**Passage shown**

>> BEGIN

One of the most consistently thrilling middleweight/super-middleweights of the 1980s and ’90s, Iran Barkley had some amazing roller-coaster of a career. Born in the tough and mean streets of The Bronx 60 years ago today, Barkley would run in a street gang in his youth – the Black Spades also having Mitch “Blood” Green as a member – before boxing saved his life.
A good amateur who was initially taught to box by his sister, Barkley would win a silver medal at the 1981 New York Golden Gloves, and a gold at the Empire State Games that same year. Turning pro in December of 1982, Barkley, soon becoming famously known as “The Blade,” this perhaps the scariest nickname in middleweight history (you can guess how Barkley got his sobriquet), won his first four, before losing a split decision to Osley Silas over six rounds.
Then, in January of 1984, Barkley fought his first memorable war. Facing Marvin Hagler’s half-brother Robbie Simms, Barkley was stopped in the sixth round of a wild affair. The kill or be killed approach Barkley had shown would be repeated numerous time throughout his blood and guts career.
A big middleweight, Barkley had skills but he was often dragged into a street fight type battle, his chin tested severely. Barkley could be outboxed, as he was by Eddie Hall, who inflicted Barkley’s third pro loss via eight round split decision three fights after the Simms defeat. But it would be 13 more fights before Barkley would lose again.

>> END

**Provided data**
>> BEGIN

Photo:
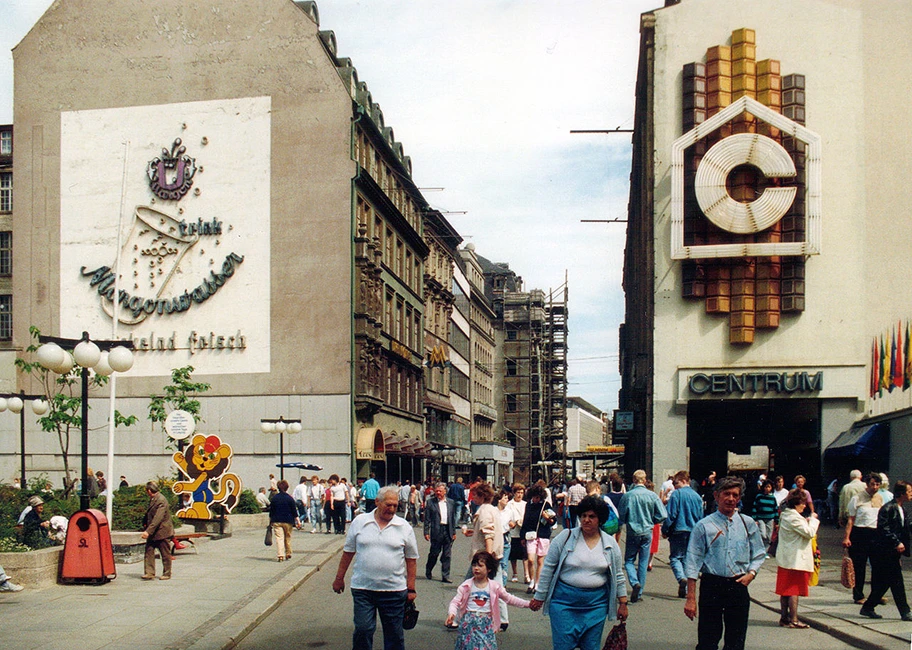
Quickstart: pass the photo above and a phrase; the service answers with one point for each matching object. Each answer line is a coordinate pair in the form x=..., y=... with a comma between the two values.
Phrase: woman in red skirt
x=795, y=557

>> END
>> BEGIN

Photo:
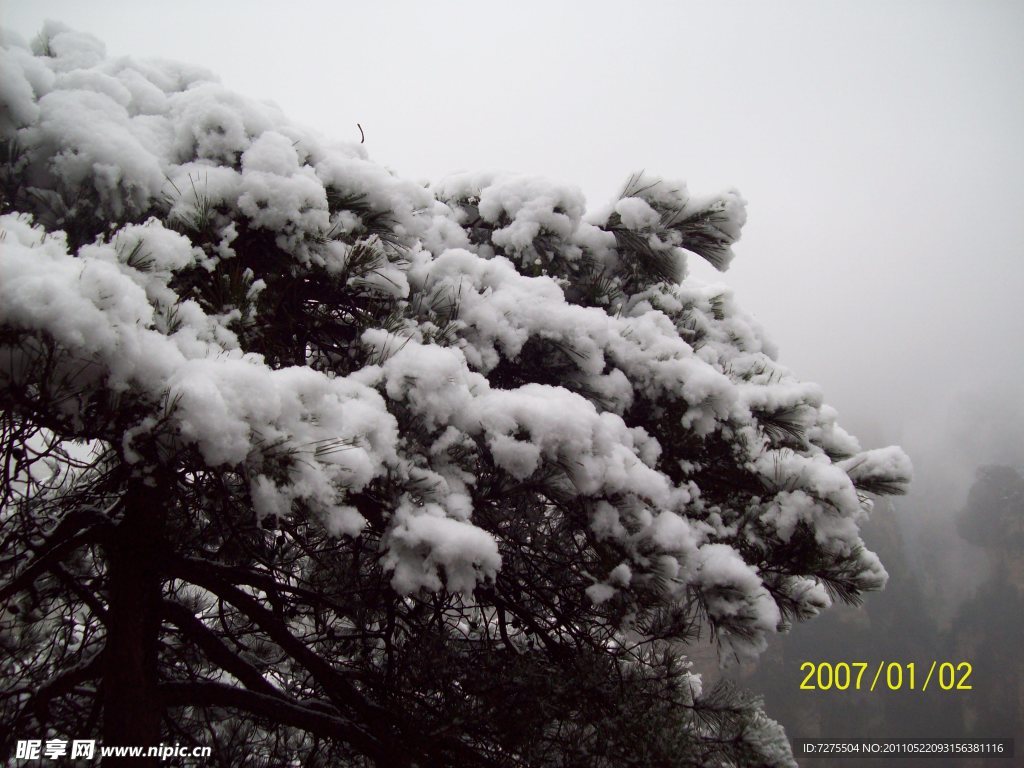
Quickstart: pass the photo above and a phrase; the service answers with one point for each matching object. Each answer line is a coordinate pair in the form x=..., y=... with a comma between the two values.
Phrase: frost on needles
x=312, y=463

>> END

**Short problem**
Rewrite the profile of Iran Barkley from "A good amateur" to "and guts career.", substituting "moniker" for "sobriquet".

**Solved problem**
A good amateur who was initially taught to box by his sister, Barkley would win a silver medal at the 1981 New York Golden Gloves, and a gold at the Empire State Games that same year. Turning pro in December of 1982, Barkley, soon becoming famously known as “The Blade,” this perhaps the scariest nickname in middleweight history (you can guess how Barkley got his moniker), won his first four, before losing a split decision to Osley Silas over six rounds.
Then, in January of 1984, Barkley fought his first memorable war. Facing Marvin Hagler’s half-brother Robbie Simms, Barkley was stopped in the sixth round of a wild affair. The kill or be killed approach Barkley had shown would be repeated numerous time throughout his blood and guts career.